- What you will do:
a) Using the motherhood interview, say whether each statement agrees with it: (i) Aria Newton lives in Fort Greene with her husband and son; (ii) Nico was born in the winter; (iii) Aria Newton has two nephews. Answer each with yes or no and quote the deciding words of the motherhood interview.
b) Set out the records as a Markdown table with the columns "No." and "Line". Begin with the first line of the records and go through the line containing "positive clicks: (178, 202)", including both ends. Leave out blank lines and the pictures.

- Source passage:
☆ ☆ ☆ ☆
The responses to our Journey To Motherhood post series have been a-ma-zing, we are happy to hear that people love them. Big thank you’s to Aria Newton of arianewtonthephotoproject for sharing her journey with us and offering a 20% discount to our readers on her photo shoot packages, here is her website of her beautiful photography. Happy Friday!
Name: Aria Newton
How long have you been living in Brooklyn? I moved here 7 years ago. My husband and I live in Fort Greene with our son. I love it here.
Occupation: Photographer and Photo Retoucher
When did you first become a mother? My son Nico was born during a heat wave in the summer of 2010 in New York City.
Before becoming a mother, what did you know about motherhood? Was the reality close to your personal image/ idea? I thought that I knew a lot about being a mother before I had Nico, then I actually became a mom and realized that I didn’t know that much. It is such a major transition, that it is hard to actually anticipate how new and exciting everything will feel once it happens. I come from a big family and have 3 nephews, so I had a fair understanding of the struggles you have to go through the first year when the baby is so young. For me the biggest shock was not sleeping. There is no way to do a test run of what it will feel like to be woken up all night and then need to function in the world the next day. Coffee became my very, very close friend. Te quiero mucho café.
How would you describe the first year? We slept so little that first year, but it was pretty amazing. I completely fell in love in a way that I couldn’t have planned. I felt like I joined a secret society of people that hang out at 7 am and always have food on their clothes. I took more pictures than I can ever remember taking that year and still felt like I wasn’t capturing this incredible time with enough tenacity. Each month was so different and special. I had always been close to others with young babies and was used to photographing their lives. It changed everything when it happened to us though. The first time that I photographed a newborn after Nico was born, I felt like I finally got it. I knew which pictures those women would want. I knew which ones they wouldn’t care about. It all went by so quickly. All of a sudden we were drinking champagne at Nico’s first birthday, high fiving that we made it through the first year. I think that everyone should drink champagne at their kid’s 1st birthday. It’s a big deal. Take a picture of yourself doing it too. And wear a pretty dress. You won’t regret it.
☆ ☆ ☆ ☆
- Data for this exercise:
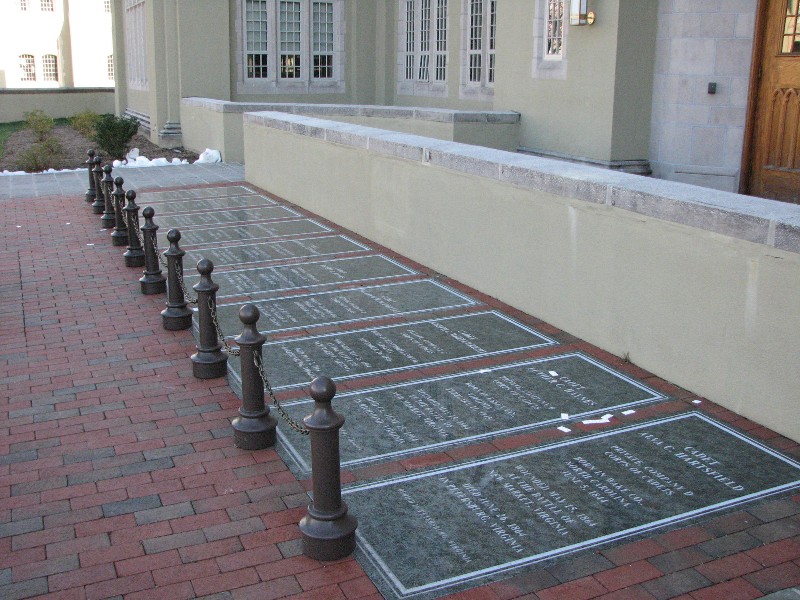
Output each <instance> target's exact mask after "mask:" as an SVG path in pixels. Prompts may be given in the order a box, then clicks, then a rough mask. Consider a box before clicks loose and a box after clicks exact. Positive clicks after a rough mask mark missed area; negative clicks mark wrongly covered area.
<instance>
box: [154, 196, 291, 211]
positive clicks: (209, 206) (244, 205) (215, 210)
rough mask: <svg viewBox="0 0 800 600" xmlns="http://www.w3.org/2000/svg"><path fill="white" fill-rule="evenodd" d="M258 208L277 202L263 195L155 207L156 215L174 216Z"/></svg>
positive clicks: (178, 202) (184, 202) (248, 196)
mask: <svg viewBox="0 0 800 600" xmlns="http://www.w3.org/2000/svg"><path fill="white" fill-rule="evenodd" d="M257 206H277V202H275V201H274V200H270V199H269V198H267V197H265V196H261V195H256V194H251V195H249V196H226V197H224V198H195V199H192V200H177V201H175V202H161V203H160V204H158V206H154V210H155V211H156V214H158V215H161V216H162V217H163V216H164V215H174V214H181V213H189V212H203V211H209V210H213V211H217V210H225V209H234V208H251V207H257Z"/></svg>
☆ ☆ ☆ ☆
- Answers provided:
a)
(i) Yes: "My husband and I live in Fort Greene with our son."
(ii) No: "born during a heat wave in the summer of 2010 in New York City."
(iii) No: "have 3 nephews."

b)
| No. | Line |
|---|---|
| 1 | Output each <instance> target's exact mask after "mask:" as an SVG path in pixels. Prompts may be given in the order a box, then clicks, then a rough mask. Consider a box before clicks loose and a box after clicks exact. Positive clicks after a rough mask mark missed area; negative clicks mark wrongly covered area. |
| 2 | <instance> |
| 3 | box: [154, 196, 291, 211] |
| 4 | positive clicks: (209, 206) (244, 205) (215, 210) |
| 5 | rough mask: <svg viewBox="0 0 800 600" xmlns="http://www.w3.org/2000/svg"><path fill="white" fill-rule="evenodd" d="M258 208L277 202L263 195L155 207L156 215L174 216Z"/></svg> |
| 6 | positive clicks: (178, 202) (184, 202) (248, 196) |